Output all of the data exactly as it appears, but leave out any pictures it contains.

--- --- ---

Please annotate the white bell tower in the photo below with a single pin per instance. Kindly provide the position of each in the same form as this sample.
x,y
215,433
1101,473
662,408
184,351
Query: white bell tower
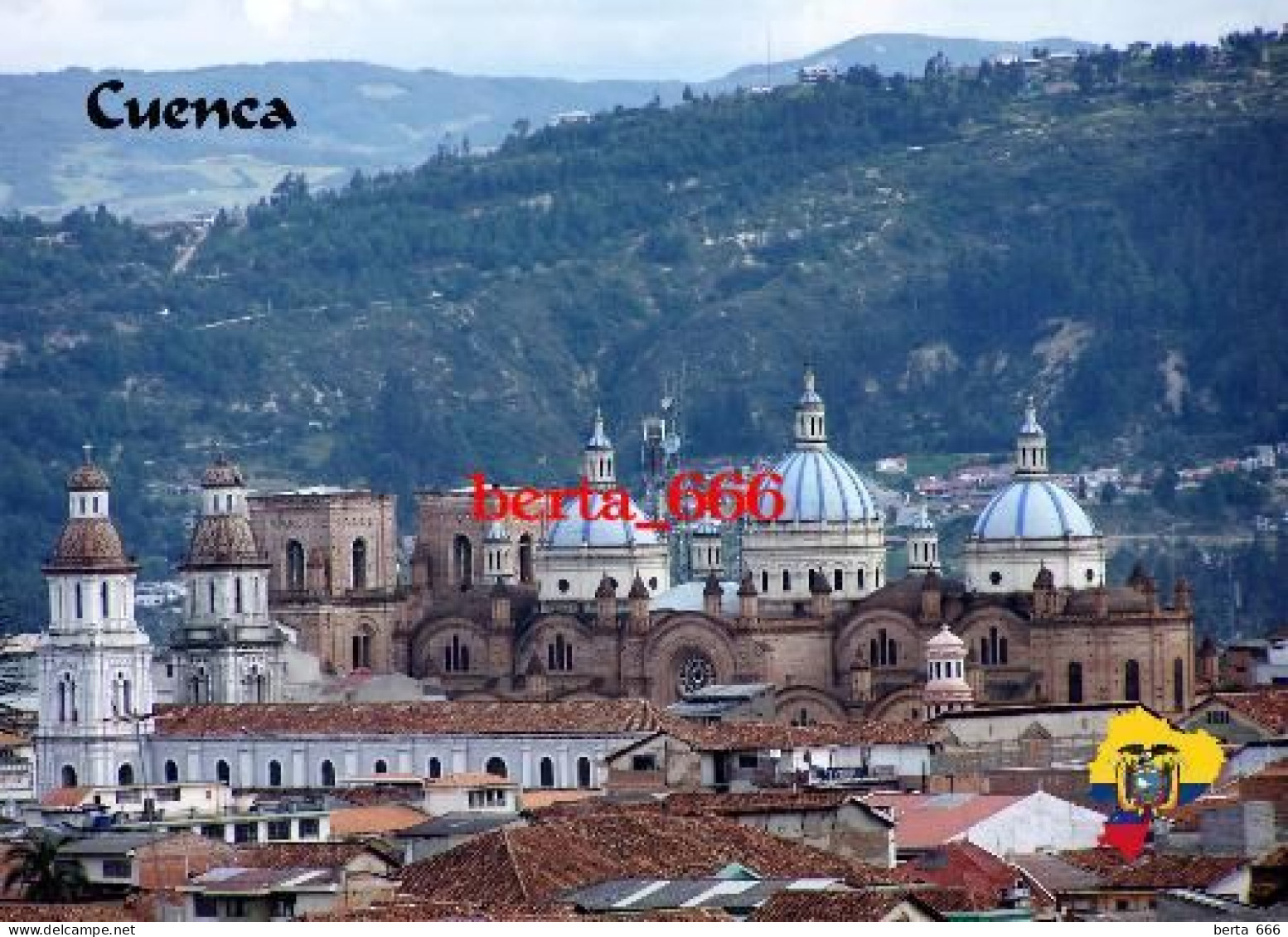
x,y
95,683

--- --- ---

__Task output__
Please annotate the white bell tower in the photo below with a single pin per instance. Kindly provide the position of each in the same form as this sample.
x,y
215,433
1101,473
662,408
184,351
Query: white bell tower
x,y
95,683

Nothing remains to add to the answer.